= Written exercise =
Output an exact reproduction of the data.

+--

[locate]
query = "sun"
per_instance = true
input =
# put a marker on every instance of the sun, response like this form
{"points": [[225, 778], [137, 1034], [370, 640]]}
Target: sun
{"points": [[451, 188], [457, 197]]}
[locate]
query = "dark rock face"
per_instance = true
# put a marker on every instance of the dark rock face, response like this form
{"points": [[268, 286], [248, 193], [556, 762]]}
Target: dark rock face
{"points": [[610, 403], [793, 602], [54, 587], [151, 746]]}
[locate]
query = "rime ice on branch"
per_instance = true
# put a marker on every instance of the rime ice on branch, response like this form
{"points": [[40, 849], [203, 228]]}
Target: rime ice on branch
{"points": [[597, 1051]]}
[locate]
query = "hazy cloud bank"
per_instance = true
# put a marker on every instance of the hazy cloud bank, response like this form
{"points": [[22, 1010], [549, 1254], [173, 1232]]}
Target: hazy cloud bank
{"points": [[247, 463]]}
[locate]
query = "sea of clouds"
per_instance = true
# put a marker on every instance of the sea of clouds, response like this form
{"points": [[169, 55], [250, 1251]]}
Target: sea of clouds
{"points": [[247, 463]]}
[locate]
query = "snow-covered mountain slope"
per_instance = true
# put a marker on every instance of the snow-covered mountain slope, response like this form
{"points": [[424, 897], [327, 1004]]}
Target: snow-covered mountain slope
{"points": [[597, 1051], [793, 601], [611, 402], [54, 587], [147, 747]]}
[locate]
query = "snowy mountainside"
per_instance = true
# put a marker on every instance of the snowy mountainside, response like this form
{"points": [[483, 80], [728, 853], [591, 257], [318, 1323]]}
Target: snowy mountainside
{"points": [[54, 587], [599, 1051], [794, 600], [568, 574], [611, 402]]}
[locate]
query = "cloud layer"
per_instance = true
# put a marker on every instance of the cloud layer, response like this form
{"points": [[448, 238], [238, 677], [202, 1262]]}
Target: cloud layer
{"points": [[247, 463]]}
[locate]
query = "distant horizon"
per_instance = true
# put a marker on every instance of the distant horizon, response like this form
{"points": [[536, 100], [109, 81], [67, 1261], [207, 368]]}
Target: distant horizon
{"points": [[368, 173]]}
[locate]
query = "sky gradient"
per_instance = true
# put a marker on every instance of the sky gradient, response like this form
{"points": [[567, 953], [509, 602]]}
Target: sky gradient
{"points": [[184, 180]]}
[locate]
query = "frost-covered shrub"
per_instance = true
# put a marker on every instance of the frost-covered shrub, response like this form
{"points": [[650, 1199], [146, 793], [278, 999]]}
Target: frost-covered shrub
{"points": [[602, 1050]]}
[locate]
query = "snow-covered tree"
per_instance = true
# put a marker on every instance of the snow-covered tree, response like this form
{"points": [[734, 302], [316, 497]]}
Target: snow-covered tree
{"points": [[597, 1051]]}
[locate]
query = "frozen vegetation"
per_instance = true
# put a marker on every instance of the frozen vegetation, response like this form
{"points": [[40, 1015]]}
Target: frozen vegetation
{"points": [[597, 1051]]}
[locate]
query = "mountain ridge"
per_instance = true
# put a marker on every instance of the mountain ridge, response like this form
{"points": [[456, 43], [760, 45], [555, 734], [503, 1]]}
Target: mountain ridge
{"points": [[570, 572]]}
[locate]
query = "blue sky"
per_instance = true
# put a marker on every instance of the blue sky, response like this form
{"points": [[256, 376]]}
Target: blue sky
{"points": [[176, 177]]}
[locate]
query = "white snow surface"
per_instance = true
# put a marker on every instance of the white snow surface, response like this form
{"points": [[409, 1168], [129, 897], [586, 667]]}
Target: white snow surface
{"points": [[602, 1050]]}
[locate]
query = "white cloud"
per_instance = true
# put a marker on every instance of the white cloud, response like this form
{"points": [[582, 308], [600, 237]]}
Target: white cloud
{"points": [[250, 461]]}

+--

= Response to the exercise =
[locate]
query = "sun"
per_instance = true
input =
# put a marker on every instance of the sun, response like this form
{"points": [[225, 778], [137, 1034], [370, 640]]}
Target: sun
{"points": [[451, 188], [457, 197]]}
[locate]
query = "dark rock face"
per_instance = true
# put a marker on every instance of the dark rock face, response like this form
{"points": [[268, 286], [248, 193], [556, 762]]}
Target: dark rock face
{"points": [[610, 403], [793, 602], [54, 587], [151, 746]]}
[locate]
query = "rime ice on branch"
per_instance = true
# put a marker on every instance of the rime ice on branch, response like this form
{"points": [[40, 849], [203, 228]]}
Target: rime ice on branch
{"points": [[597, 1051]]}
[locate]
query = "hazy cloud bank"
per_instance = true
# put a marker on every instance of the hazy cloud bank, response like this form
{"points": [[22, 1010], [549, 1254], [173, 1232]]}
Target: hazy cloud bank
{"points": [[247, 463]]}
[locate]
query = "sea of clouds"
per_instance = true
# put a marker on every instance of the sea of clouds, response like this form
{"points": [[169, 55], [250, 1251]]}
Target: sea of clouds
{"points": [[247, 463]]}
[locate]
query = "snow-covered mountain slope"
per_instance = true
# put a marker on every instance of the snow-covered mountain slope, response like this form
{"points": [[424, 897], [327, 1004]]}
Target: snow-covered mountain slope
{"points": [[597, 1051], [793, 601], [611, 402], [54, 587], [147, 747]]}
[locate]
query = "snowy mountainside"
per_instance = true
# put a marker on every instance of the snowy mountainside, response like this form
{"points": [[483, 80], [728, 853], [591, 257], [318, 1323]]}
Target: snowy mountainside
{"points": [[54, 587], [599, 1051], [794, 600], [568, 574], [611, 402]]}
[locate]
query = "cloud layer"
per_instance = true
# put a marker on every instance of the cloud layer, response like this form
{"points": [[448, 238], [238, 677], [202, 1262]]}
Target: cloud layer
{"points": [[247, 463]]}
[locate]
query = "distant horizon"
per_instance = true
# put a marker on every instance of the distant horizon, response like this form
{"points": [[536, 100], [109, 81], [67, 1261], [207, 368]]}
Target: distant horizon
{"points": [[368, 173]]}
[locate]
query = "sky gradient"
per_instance = true
# put a marker on every instance of the sky gradient, response like this form
{"points": [[567, 953], [509, 602]]}
Target: sky gradient
{"points": [[184, 180]]}
[locate]
query = "frost-covered shrub"
per_instance = true
# put a marker on every instance of the frost-covered shrub, response like this form
{"points": [[650, 1199], [146, 793], [278, 999]]}
Target: frost-covered shrub
{"points": [[602, 1050]]}
[locate]
query = "snow-covered tree"
per_instance = true
# put a marker on every instance of the snow-covered tree, response like this form
{"points": [[734, 302], [316, 497]]}
Target: snow-covered tree
{"points": [[597, 1051]]}
[locate]
query = "frozen vegetation"
per_instance = true
# put a marker on every instance of the frozen vegetation, response like this form
{"points": [[40, 1015]]}
Target: frozen vegetation
{"points": [[597, 1051]]}
[locate]
query = "mountain ridge"
per_instance = true
# put a marker on every instance of the mountain ridge, response like this form
{"points": [[456, 43], [760, 45], [555, 734], [503, 1]]}
Target: mountain ridge
{"points": [[570, 572]]}
[locate]
query = "blue sky"
per_instance = true
# put a marker on every instance of the blue sky, response like this form
{"points": [[256, 376]]}
Target: blue sky
{"points": [[176, 177]]}
[locate]
query = "white snow surface"
per_instance = true
# put a marker on every instance of the white snow surface, response like this form
{"points": [[409, 1168], [129, 897], [586, 667]]}
Target: white snow surface
{"points": [[602, 1050]]}
[locate]
query = "white cloud"
per_instance = true
# put a marker on every instance of the white cloud, response like this form
{"points": [[582, 308], [600, 237]]}
Target: white cloud
{"points": [[250, 461]]}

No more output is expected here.